Change every "stone" in the data below to "marble" and reproduce all the data with nothing else altered.

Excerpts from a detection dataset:
-------------------------
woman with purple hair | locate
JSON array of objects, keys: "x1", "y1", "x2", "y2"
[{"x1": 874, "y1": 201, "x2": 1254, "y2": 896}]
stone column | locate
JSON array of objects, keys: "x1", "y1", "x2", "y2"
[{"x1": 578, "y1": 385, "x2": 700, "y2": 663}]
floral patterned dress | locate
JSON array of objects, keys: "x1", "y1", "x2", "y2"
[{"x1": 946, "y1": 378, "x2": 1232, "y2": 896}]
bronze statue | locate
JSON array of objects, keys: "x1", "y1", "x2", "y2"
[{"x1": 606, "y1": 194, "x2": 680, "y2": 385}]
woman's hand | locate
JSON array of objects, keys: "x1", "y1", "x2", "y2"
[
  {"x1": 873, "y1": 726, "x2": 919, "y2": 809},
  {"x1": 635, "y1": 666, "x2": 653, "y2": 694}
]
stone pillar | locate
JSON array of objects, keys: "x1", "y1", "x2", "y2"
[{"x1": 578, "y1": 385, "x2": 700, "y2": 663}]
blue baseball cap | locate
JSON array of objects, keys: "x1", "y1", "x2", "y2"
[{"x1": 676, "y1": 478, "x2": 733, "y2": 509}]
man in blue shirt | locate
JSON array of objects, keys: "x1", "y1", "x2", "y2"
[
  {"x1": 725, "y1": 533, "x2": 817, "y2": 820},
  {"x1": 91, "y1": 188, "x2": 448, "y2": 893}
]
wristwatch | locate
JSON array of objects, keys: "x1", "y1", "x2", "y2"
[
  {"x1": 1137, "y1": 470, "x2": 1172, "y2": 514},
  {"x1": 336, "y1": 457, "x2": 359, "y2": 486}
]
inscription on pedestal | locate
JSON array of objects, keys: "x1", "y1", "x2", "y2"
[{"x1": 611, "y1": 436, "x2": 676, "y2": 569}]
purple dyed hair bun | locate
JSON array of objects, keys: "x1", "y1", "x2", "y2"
-------------------------
Answer to this task:
woman with purple hair | locate
JSON array of objects, keys: "x1", "y1", "x2", "y2"
[{"x1": 874, "y1": 201, "x2": 1254, "y2": 896}]
marble column | locate
JSON array of objects, keys: "x1", "y1", "x2", "y2"
[{"x1": 578, "y1": 385, "x2": 700, "y2": 663}]
floral patterned dress | locate
JSON array of objects, keys: "x1", "y1", "x2", "y2"
[{"x1": 946, "y1": 378, "x2": 1232, "y2": 896}]
bronze statue | locate
JSON array of objects, keys: "x1", "y1", "x2", "y2"
[{"x1": 606, "y1": 194, "x2": 680, "y2": 385}]
woman's hand | locate
JSON array of objects, keys: "x1", "y1", "x2", "y2"
[
  {"x1": 873, "y1": 726, "x2": 919, "y2": 809},
  {"x1": 635, "y1": 666, "x2": 653, "y2": 694}
]
marble pillar | locate
JSON array of objects, keys: "x1", "y1", "x2", "y2"
[{"x1": 578, "y1": 385, "x2": 700, "y2": 663}]
blue baseball cap | locate
JSON array of objects, keys: "x1", "y1", "x2", "y2"
[{"x1": 676, "y1": 478, "x2": 733, "y2": 509}]
man in blue shirt | locate
JSON array of objects, keys: "x1", "y1", "x2", "y2"
[
  {"x1": 725, "y1": 533, "x2": 817, "y2": 820},
  {"x1": 91, "y1": 188, "x2": 448, "y2": 893}
]
wristwatch | locate
JSON array of objects, keys: "x1", "y1", "x2", "y2"
[
  {"x1": 1137, "y1": 470, "x2": 1172, "y2": 514},
  {"x1": 336, "y1": 457, "x2": 359, "y2": 486}
]
inscription on pedestal | locate
JSON array of objects, keys: "x1", "y1", "x2", "y2"
[{"x1": 611, "y1": 436, "x2": 676, "y2": 569}]
purple dyed hair bun | locate
JSON array of objects, keys: "x1", "y1", "x2", "y2"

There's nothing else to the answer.